Task to complete:
List every line of the data below that contains the word "fence".

─── Data lines ───

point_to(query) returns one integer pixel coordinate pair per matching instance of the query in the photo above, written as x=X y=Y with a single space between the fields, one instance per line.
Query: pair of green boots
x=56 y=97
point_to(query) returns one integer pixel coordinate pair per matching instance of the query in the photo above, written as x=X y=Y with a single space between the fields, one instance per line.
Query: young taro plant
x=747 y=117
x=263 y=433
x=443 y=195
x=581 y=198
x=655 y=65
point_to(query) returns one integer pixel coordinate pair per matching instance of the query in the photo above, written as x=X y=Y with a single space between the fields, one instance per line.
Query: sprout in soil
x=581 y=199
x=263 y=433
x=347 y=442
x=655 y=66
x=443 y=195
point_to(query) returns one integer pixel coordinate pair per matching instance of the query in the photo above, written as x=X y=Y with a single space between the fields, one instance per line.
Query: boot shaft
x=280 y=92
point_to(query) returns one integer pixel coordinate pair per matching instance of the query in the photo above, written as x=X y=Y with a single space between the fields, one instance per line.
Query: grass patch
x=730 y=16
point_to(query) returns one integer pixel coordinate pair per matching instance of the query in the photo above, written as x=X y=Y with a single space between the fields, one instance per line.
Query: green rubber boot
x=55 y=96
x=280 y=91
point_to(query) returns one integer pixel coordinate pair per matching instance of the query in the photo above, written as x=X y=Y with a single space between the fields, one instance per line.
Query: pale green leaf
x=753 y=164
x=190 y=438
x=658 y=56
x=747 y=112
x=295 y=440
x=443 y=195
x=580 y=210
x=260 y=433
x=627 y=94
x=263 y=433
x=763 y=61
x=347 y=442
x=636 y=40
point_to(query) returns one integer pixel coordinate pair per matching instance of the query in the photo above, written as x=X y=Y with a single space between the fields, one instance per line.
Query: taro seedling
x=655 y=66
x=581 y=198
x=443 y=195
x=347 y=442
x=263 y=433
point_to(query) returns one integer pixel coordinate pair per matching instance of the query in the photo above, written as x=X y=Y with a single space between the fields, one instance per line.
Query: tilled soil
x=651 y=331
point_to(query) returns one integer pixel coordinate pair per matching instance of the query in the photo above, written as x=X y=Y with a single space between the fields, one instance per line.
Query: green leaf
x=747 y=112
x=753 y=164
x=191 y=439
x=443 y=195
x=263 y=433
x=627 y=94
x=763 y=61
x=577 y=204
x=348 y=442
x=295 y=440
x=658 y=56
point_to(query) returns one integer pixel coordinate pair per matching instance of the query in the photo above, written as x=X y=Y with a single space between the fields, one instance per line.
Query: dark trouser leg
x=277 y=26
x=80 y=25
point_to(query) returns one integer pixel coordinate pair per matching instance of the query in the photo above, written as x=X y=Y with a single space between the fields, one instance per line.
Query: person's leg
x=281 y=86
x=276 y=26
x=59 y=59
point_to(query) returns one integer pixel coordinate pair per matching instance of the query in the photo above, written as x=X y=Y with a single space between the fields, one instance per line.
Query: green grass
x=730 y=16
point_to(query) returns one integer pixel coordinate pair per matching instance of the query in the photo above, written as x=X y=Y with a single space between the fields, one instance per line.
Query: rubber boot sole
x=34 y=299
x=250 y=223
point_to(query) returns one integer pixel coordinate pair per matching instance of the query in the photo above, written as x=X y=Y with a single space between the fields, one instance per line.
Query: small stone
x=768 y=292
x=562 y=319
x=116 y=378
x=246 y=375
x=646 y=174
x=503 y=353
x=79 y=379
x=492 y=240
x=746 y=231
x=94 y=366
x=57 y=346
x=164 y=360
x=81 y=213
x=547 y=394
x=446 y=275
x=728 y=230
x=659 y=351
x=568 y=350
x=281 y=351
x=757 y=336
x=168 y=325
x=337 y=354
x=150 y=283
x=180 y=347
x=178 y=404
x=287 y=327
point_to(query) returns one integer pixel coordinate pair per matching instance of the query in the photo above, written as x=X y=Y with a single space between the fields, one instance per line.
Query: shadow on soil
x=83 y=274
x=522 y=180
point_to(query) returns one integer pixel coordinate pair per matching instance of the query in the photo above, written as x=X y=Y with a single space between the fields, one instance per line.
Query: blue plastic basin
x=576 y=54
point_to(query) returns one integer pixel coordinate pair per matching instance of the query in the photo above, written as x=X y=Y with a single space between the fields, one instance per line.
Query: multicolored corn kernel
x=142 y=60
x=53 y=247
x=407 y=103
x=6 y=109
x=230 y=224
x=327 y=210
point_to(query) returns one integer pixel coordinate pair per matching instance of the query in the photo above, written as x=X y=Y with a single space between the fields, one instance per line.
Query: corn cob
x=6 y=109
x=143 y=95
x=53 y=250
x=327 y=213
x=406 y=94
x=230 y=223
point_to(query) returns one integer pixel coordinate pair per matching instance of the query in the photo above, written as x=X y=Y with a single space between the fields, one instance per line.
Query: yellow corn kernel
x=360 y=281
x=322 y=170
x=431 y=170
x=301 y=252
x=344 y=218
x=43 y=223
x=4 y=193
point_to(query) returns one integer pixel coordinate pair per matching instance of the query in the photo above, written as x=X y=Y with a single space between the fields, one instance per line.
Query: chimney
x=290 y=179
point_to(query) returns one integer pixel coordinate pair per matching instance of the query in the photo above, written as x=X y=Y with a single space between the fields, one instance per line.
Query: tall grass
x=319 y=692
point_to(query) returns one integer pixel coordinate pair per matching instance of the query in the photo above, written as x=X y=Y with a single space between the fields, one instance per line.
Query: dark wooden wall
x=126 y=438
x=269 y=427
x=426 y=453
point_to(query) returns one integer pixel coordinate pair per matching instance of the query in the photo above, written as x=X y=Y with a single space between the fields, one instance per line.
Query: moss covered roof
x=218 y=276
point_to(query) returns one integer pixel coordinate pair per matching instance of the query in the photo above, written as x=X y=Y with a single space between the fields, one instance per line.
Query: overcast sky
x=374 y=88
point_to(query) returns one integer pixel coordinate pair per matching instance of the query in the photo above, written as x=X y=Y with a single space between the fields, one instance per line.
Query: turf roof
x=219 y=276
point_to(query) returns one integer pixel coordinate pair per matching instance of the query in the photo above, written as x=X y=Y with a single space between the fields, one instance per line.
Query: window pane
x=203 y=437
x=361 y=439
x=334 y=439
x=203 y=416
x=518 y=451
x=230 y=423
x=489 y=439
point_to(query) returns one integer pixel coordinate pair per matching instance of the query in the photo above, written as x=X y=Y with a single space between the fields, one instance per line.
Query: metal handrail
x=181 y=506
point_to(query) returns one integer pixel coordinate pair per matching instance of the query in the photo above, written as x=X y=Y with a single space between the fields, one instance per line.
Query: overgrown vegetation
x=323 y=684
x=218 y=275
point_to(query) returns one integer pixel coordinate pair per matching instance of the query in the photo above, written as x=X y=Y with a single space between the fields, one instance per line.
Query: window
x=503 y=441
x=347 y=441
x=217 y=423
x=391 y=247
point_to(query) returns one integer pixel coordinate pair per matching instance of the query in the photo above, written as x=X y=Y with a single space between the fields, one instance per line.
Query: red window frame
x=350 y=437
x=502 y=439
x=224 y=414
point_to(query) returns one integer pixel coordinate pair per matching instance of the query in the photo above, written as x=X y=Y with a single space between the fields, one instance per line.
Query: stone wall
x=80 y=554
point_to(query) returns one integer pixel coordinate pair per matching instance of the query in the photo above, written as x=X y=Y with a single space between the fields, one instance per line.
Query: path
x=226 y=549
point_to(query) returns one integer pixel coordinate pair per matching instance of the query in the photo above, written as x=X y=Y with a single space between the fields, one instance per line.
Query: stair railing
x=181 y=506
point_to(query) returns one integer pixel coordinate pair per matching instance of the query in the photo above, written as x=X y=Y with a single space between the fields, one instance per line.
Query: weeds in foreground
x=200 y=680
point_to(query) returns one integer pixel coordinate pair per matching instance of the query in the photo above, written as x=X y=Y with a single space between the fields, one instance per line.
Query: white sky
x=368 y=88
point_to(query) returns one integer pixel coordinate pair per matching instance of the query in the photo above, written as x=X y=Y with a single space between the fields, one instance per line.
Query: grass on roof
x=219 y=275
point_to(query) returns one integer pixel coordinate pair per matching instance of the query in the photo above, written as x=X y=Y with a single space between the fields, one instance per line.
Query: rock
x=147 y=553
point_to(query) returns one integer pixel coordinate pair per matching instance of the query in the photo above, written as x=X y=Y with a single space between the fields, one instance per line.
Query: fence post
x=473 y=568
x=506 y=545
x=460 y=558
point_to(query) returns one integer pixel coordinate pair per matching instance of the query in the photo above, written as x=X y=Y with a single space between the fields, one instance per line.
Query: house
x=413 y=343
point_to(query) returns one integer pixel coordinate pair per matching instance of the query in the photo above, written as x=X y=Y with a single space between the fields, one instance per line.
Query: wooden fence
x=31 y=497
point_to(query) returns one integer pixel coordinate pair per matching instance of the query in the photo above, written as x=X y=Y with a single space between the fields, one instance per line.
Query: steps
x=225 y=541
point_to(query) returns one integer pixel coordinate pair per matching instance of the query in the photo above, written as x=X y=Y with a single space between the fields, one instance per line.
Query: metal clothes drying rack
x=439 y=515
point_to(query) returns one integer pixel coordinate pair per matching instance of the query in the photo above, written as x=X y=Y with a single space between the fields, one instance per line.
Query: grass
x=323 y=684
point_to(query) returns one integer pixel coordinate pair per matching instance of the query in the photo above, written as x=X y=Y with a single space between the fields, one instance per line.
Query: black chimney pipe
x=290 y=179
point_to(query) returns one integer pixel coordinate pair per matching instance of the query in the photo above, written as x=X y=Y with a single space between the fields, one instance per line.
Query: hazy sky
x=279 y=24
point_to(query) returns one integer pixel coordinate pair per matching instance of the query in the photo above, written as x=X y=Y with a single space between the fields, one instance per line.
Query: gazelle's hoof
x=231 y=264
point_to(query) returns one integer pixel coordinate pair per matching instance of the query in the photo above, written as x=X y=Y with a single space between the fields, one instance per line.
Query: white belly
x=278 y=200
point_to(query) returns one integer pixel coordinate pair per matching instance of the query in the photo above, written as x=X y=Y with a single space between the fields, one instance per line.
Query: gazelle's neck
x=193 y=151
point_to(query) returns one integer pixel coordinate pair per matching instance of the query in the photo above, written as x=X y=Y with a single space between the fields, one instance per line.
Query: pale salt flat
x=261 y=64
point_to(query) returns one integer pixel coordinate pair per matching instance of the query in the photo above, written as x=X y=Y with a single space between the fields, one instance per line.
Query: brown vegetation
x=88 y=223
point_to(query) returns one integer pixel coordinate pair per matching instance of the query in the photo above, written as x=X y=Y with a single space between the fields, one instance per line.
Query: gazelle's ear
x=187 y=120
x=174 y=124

───

Exercise solution:
Query: fence post
Query: wooden fence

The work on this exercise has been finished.